**Tareas:**
**1.** Extrae del texto sobre el duque de Alba, sin alterar nada, el fragmento que se abre con las palabras que contienen "Tumba del III" y se cierra con "se portaban mal.".
**2.** Explica, según el texto sobre el duque de Alba, por qué en su tiempo se le consideró un «demonio con gorguera».

**Texto proporcionado:**
* * * * * * *

El duque de Alba devorando a un niño. Pura Leyenda Negra.
Tumba del III Duque de Alba
Aunque está muy extendida la idea de que el duque es una suerte de «coco» para los niños holandeses, lo cierto es que tal dato es pura leyenda que se basa en un grabado anónimo contemporáneo a los hechos en el que Álvarez de Toledo aparece devorando a un niño, con una bestia apocalíptica de tres cabezas de fondo. No creo que hoy los pequeños en los países bajos sepan quién fue el Duque de Alba, o este amenice sus festividades de Halloween, aunque sí es cierto que lo consideraron en su tiempo, debido a los estragos que causó entre la comunidad protestante, un «demonio con gorguera», una suerte de versión flamenca del hombre del saco que se aparecía a los niños que no dormían o se portaban mal.
Pío V
Cuentan polvorientas crónicas que los enemigos de España y del papa de Roma (entonces Pío V, artífice de la Santa Alianza, quien había concedido a Álvarez de Toledo la Rosa de Oro, el estoque y el capelo bendito a través del breve Solent Romani Pontifices el 26 de diciembre de 1566) huían despavoridos al grito de «¡Que viene el Duque de Alba!».
Guillermo de Orange
Como señala Àlex Claramunt en Es necesario castigo, recientemente editado por Desperta Ferro, Alba, que ya pasaba de los 60 años, «tuvo que bregar con burgomaestres y abades díscolos, con una población que observaba con temor a los soldados españoles veteranos llegados con el duque, y con las incursiones de los mendigos del mar, piratas empleados por Guillermo de Orange, el principal líder de los rebeldes huidos al extranjero. El descontento de la población ante las políticas defensivas y fiscales del duque de Alba se agravó por una serie de catástrofes naturales en forma de inundaciones y malas cosechas, y desembocó en 1572 en la revuelta masiva de Flandes desencadenada por la conquista de la ciudad holandesa de Briel el 1 de abril de aquel año por los mendigos del mar. La rebelión se extendió con rapidez de norte a sur de los Países Bajos y enfrentó a Alba al mayor desafío con el que se había topado hasta ese momento».
En este documentado y vibrante libro Claramunt nos traslada al verdadero inicio de la Guerra de Flandes, una época en la que, aunque el duque logró derrotar a Guillermo de Orange en las provincias del sur, y aunque en una ardua campaña recuperó mucho del terreno perdido merced a la veteranía de los Tercios españoles, incluida la estratégica ciudad de Haarlem tras un épico asedio de ocho meses, el ejército real no logró imponerse a los rebeldes, que lograron asentar en las provincias de Holanda y Zelanda una administración política y militar que propició el surgimiento, unos años después, de las Provincias Unidas de los Países Bajos.

* * * * * * *

**Material proporcionado:**
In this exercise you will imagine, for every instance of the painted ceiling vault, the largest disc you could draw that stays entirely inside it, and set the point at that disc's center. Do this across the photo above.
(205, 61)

* * * * * * *

**Respuestas desarrolladas:**
**1.**
Tumba del III Duque de Alba
Aunque está muy extendida la idea de que el duque es una suerte de «coco» para los niños holandeses, lo cierto es que tal dato es pura leyenda que se basa en un grabado anónimo contemporáneo a los hechos en el que Álvarez de Toledo aparece devorando a un niño, con una bestia apocalíptica de tres cabezas de fondo. No creo que hoy los pequeños en los países bajos sepan quién fue el Duque de Alba, o este amenice sus festividades de Halloween, aunque sí es cierto que lo consideraron en su tiempo, debido a los estragos que causó entre la comunidad protestante, un «demonio con gorguera», una suerte de versión flamenca del hombre del saco que se aparecía a los niños que no dormían o se portaban mal.

**2.** Se le consideró así por los estragos que causó entre la comunidad protestante. Por eso se le veía como una especie de versión flamenca del hombre del saco, que se aparecía a los niños que no dormían o se portaban mal.